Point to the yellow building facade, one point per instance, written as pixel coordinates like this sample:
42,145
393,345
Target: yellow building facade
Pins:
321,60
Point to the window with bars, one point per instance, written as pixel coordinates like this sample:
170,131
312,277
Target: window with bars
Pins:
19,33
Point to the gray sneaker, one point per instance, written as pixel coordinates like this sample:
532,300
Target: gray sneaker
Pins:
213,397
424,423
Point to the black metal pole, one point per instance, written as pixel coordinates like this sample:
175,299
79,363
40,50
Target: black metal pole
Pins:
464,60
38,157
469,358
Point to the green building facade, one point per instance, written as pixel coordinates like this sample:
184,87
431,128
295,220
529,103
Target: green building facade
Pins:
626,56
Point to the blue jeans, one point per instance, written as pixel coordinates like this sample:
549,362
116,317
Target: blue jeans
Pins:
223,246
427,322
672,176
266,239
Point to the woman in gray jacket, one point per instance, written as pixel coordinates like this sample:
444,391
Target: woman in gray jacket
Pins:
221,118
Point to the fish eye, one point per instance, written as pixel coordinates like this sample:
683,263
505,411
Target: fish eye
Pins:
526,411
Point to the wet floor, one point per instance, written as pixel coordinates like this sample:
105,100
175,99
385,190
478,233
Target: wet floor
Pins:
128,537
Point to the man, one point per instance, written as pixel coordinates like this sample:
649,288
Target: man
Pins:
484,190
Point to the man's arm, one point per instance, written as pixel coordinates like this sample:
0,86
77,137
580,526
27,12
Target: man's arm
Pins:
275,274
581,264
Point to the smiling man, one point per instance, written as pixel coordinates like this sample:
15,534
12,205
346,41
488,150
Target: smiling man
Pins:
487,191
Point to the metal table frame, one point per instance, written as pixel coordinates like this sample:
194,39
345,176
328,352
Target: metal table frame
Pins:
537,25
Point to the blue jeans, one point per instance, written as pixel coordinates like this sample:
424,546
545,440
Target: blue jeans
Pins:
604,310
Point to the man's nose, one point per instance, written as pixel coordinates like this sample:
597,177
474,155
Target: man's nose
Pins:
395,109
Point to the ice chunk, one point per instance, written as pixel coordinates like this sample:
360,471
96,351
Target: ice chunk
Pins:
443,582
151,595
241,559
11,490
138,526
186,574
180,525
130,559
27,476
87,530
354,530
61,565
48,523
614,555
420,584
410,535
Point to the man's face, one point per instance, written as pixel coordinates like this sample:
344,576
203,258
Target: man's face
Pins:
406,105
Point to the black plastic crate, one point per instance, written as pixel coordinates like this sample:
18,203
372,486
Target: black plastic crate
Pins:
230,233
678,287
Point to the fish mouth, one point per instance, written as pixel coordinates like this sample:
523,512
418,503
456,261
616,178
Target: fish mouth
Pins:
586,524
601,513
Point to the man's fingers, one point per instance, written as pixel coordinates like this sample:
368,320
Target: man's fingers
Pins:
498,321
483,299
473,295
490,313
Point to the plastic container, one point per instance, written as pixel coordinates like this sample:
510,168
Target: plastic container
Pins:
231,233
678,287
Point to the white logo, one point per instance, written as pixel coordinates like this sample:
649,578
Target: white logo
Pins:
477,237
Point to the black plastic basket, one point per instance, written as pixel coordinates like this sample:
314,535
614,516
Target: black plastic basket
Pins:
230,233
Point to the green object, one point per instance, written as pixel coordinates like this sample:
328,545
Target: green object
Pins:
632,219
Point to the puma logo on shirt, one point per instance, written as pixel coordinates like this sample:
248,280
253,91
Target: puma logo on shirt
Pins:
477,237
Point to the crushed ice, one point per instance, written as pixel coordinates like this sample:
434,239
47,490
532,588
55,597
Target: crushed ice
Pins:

Exercise description — Give back exactly the lines from the line containing "Point to the plastic" to the end of the entries, and no other lines.

Task answer —
Point to the plastic container, one point per instance, written as pixel coordinates like this sample:
510,168
Target: plastic container
Pins:
231,233
678,287
Point to the white logo, one point per instance, written as pixel coordinates like this sample:
649,578
Target: white logo
Pins:
477,237
Point to the black plastic basket, one point per instance, written as pixel coordinates like this sample:
314,535
614,516
Target: black plastic basket
Pins:
230,233
Point to the green object, one point per instance, written as pixel coordinates like this sample:
328,545
Target: green object
Pins:
632,219
Point to the puma logo on shirt, one point per instance, written as pixel coordinates like this sample:
248,280
253,91
Target: puma logo on shirt
Pins:
477,237
Point to the crushed ice, one point per instance, written as pixel coordinates like this sample:
434,239
47,490
532,588
55,597
Target: crushed ice
Pins:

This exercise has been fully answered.